# Prompt
Each record should be reproduced exactly.

Text-to-region grounding data
::::::::::

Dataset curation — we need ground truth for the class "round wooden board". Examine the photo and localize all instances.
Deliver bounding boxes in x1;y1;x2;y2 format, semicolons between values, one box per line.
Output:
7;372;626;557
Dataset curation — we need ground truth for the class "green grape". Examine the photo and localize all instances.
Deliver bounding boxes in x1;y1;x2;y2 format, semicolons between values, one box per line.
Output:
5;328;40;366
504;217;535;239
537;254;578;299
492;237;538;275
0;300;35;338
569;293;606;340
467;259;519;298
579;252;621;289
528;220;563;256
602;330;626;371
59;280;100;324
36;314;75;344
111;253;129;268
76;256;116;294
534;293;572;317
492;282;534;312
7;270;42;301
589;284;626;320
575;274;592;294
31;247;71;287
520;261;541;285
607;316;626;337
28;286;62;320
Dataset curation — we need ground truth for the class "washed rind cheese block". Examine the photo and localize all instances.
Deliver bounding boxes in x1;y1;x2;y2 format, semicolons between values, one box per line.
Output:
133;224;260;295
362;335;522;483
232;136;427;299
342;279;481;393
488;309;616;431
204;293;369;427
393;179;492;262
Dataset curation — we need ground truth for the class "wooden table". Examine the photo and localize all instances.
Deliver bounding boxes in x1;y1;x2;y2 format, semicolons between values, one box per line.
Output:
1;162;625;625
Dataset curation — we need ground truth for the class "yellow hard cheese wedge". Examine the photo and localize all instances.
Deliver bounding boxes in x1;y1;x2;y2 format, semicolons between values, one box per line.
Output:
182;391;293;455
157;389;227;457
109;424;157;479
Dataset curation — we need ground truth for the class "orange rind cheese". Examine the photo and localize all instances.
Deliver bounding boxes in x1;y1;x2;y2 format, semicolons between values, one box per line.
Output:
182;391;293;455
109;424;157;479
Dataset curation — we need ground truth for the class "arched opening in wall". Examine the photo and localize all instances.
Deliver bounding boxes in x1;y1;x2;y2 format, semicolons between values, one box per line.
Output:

::::::::::

# Solution for this problem
Dataset curation — we need ground truth for the class "round wooden board". Examine the photo and localize all instances.
Deliver bounding boxes in x1;y1;x2;y2 format, semicolons between values, one box per line.
Output:
7;372;626;557
Dataset curation — we need ground truth for the class "green grape". Examine the photo and localize all instances.
Deliver bounding boxes in x1;y1;x2;y2 format, semicolons between values, one box per line.
Output:
5;328;40;366
504;217;535;239
537;254;578;299
492;237;538;275
0;300;35;338
569;293;606;340
467;259;519;298
579;252;621;289
528;220;563;256
602;330;626;371
59;280;100;324
36;314;75;344
111;253;129;268
76;256;116;294
534;293;572;317
492;282;534;312
7;270;42;301
589;284;626;320
575;274;592;294
31;247;71;287
520;261;541;285
607;316;626;337
28;286;62;320
Dataset curation — we need ground truth for the class "washed rind cheese block". Examine the photo and localize all instances.
Deliver bounding boxes in x1;y1;x2;y2 format, semicolons between values, one box per line.
Output:
133;224;260;295
362;335;522;483
232;136;427;299
342;279;481;393
488;309;616;431
204;293;369;427
393;179;492;262
Dataset curation — we need ground truth for the class "wooden table". Examine the photo and localize all instances.
Deliver bounding boxes in x1;y1;x2;y2 format, semicolons between values, one box per line.
Output:
1;162;625;625
Dataset curation — we need ground truth for the class "yellow hard cheese wedge". Examine the photo and localize all instances.
Deliver bounding boxes in x1;y1;x2;y2 format, semicolons between values, one box per line.
Output:
182;391;293;455
157;389;227;457
109;424;157;479
Dataset curation — we need ground truth for the class "orange rind cheese". Examine the photo and localize all instances.
Deliver bounding boxes in x1;y1;x2;y2 format, semicolons between values, one box per line.
Output:
182;391;293;455
109;424;157;479
Dataset curation — we need ground truth for the class "arched opening in wall". Examine the photo and localize all instances.
Deliver bounding boxes in x1;y1;x2;y2 format, semicolons between values, one box per line.
Output:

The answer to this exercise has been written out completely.